#### WRITTEN REQUEST:
Reproduce every line of the records below verbatim, without altering any character.

#### DATASET EXCERPTS:

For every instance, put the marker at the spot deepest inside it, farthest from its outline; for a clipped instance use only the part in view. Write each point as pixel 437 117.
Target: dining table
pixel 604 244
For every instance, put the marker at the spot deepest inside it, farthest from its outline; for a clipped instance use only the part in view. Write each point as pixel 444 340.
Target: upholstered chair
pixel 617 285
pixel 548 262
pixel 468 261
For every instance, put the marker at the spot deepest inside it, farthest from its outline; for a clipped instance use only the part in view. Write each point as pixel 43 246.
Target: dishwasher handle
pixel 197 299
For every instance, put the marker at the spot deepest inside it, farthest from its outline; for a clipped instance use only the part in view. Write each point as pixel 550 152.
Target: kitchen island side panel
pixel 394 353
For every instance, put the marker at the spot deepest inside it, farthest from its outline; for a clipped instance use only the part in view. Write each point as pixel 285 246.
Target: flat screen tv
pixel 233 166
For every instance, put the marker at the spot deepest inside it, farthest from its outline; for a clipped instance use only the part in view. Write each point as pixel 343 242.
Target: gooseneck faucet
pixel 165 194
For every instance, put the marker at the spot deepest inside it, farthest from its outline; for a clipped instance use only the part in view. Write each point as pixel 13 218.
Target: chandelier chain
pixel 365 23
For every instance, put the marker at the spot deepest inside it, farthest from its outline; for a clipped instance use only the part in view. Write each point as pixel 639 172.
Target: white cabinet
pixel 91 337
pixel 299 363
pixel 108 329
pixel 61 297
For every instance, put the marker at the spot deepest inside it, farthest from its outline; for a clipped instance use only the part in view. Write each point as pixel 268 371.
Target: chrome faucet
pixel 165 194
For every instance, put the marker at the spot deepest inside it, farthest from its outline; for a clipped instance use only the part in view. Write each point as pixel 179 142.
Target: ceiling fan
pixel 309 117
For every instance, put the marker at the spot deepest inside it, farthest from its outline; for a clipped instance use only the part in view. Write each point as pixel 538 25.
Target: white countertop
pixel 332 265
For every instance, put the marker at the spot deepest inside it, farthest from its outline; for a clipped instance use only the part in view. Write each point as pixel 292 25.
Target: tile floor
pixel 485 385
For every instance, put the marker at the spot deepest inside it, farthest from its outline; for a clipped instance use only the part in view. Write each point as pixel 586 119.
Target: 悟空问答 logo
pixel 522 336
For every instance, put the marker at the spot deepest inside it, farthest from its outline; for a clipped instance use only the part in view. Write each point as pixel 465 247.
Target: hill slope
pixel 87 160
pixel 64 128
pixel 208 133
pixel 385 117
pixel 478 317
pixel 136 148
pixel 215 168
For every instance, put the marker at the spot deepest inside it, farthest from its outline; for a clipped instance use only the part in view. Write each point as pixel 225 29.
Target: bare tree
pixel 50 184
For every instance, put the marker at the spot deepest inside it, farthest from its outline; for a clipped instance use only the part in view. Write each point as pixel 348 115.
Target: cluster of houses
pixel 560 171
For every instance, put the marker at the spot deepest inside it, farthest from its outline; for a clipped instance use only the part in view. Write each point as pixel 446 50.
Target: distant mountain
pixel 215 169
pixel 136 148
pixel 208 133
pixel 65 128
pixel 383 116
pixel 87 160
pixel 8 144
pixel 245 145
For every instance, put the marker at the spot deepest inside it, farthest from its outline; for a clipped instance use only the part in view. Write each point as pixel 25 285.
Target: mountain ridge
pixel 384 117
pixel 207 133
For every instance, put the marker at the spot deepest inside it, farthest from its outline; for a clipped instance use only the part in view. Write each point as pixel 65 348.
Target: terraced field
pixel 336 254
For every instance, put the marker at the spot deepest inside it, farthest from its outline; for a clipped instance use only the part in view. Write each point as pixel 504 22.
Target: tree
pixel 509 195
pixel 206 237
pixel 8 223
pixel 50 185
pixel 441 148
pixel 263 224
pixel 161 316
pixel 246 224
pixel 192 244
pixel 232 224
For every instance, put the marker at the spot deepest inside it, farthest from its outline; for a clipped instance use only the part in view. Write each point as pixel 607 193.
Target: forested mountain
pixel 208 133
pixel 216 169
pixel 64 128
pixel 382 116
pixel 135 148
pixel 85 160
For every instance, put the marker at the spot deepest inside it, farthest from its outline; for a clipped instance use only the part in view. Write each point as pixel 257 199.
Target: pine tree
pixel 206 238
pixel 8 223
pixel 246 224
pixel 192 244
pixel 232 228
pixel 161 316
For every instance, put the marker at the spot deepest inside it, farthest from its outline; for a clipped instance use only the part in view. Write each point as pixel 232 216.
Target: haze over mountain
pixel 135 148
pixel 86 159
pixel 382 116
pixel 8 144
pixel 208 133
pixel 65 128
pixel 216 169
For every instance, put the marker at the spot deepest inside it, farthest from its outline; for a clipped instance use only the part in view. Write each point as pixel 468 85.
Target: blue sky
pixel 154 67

#### EXERCISE SOLUTION:
For every instance, put the marker at the spot deepest inside it, farthest from its outline; for a clipped instance use only the part in view. Write each point as pixel 437 117.
Target: dining table
pixel 604 244
For every instance, put the marker at the spot deepest inside it, farthest from its outline; for a clipped instance use only the part in view. Write each point as pixel 444 340.
Target: upholstered chair
pixel 617 285
pixel 548 262
pixel 468 261
For every instance, put the marker at the spot deepest inside it, farthest from its outline; for a clipped instance use only the part in view. Write each point as pixel 43 246.
Target: dishwasher handle
pixel 197 299
For every instance, put the marker at the spot deepest inside it, farthest from its outline; for a clipped instance use only the part in view. Write each point as pixel 550 152.
Target: kitchen island side panel
pixel 394 353
For every instance, put the marker at the spot deepest inside it, farthest from its outline; for a clipped instance use only the part in view. Write each point as pixel 285 246.
Target: flat screen tv
pixel 233 166
For every instance, put the marker at the spot deepest inside it, farthest from its outline; for a clipped instance use only the part in view. Write each point as pixel 343 242.
Target: gooseneck faucet
pixel 165 194
For every instance, put the marker at the spot deepest inside it, farthest from its outline; for a clipped instance use only the part in view. Write each point as pixel 13 218.
Target: chandelier chain
pixel 365 23
For every instance, put the marker at the spot deepest inside it, farthest from its outline; for a clipped instance use only the part in view. Write each point as pixel 639 172.
Target: white cabinet
pixel 91 337
pixel 299 363
pixel 108 329
pixel 61 297
For every instance, put the marker at the spot deepest inside it, farthest from its outline; for a clipped instance use only the part in view. Write each point as pixel 268 371.
Target: chrome faucet
pixel 165 194
For every instance, put the marker at the spot deepest inside it, farthest from its outline; for a clipped instance use only the part in view. Write each point as pixel 179 142.
Target: ceiling fan
pixel 309 117
For every instance, put the marker at the spot deepest inside it, farthest from its outline; for a clipped instance use only the part in view. Write each point as pixel 538 25.
Target: white countertop
pixel 332 265
For every instance, put the marker at the spot deepest inside it, farthest from its outline; for a clipped instance use only the part in view. Write each point as pixel 292 25.
Target: tile floor
pixel 485 385
For every instance, put the marker at the spot deepest inside it, farthest from its outline; for a clipped instance use only the part in view. Write each point as pixel 586 119.
Target: 悟空问答 logo
pixel 522 336
For every instance, put the marker at the spot deepest inside it, farthest from its outline; for a clipped instance use only the part in view. Write each point as pixel 465 247.
Target: hill slope
pixel 87 160
pixel 64 128
pixel 208 133
pixel 385 117
pixel 478 317
pixel 136 148
pixel 215 168
For every instance, put the marker at the spot deepest inside it, farthest from its outline; for a clipped instance use only the part in view. Write each point as pixel 225 29.
Target: bare tree
pixel 50 184
For every instance, put the marker at the spot deepest inside it, farthest from its outline; for a clipped instance use only the part in view. Write each point as pixel 348 115.
Target: cluster of houses
pixel 560 171
For every instance, put the marker at the spot deepest inside it, farthest from its outline; for a clipped instance use only the part in view. Write each point as pixel 446 50.
Target: distant mountain
pixel 215 169
pixel 136 148
pixel 208 133
pixel 65 128
pixel 383 116
pixel 87 160
pixel 8 144
pixel 245 145
For every instance, put the marker at the spot deepest inside it, farthest from its outline; for a clipped instance use only the part in view. Write each point as pixel 25 285.
Target: mountain ridge
pixel 384 117
pixel 207 133
For every instance, put the marker at the spot deepest inside it, farthest from its outline; for a clipped instance use only the part in view. Write each point as pixel 65 348.
Target: terraced field
pixel 336 254
For every instance, put the marker at the spot deepest inside it, farthest from its outline; for a clipped instance use only the part in view. Write each point as pixel 504 22.
Target: tree
pixel 509 195
pixel 206 237
pixel 8 223
pixel 50 185
pixel 441 148
pixel 263 224
pixel 161 316
pixel 246 224
pixel 192 244
pixel 232 224
For every instance, put the marker at the spot deepest inside it, farthest from its outline; for a clipped instance use only the part in view. Write each point as pixel 607 193.
Target: forested mountain
pixel 208 133
pixel 216 169
pixel 64 128
pixel 382 116
pixel 135 148
pixel 85 160
For every instance, put the marker at the spot deepest inside it, farthest from its outline; for a clipped instance use only the part in view. Write each point as pixel 257 199.
Target: pine tree
pixel 206 238
pixel 8 223
pixel 246 224
pixel 192 244
pixel 232 228
pixel 161 316
For every instance, put the marker at the spot deepest inside it, farthest from its outline; for a clipped instance use only the part in view. Write each point as pixel 232 216.
Target: haze over mountain
pixel 135 148
pixel 86 159
pixel 382 116
pixel 8 144
pixel 208 133
pixel 65 128
pixel 216 169
For every instance, put the marker at the spot deepest inside it, farthest from its outline; for a clipped instance use only the part in view. Write each point as pixel 468 85.
Target: blue sky
pixel 154 67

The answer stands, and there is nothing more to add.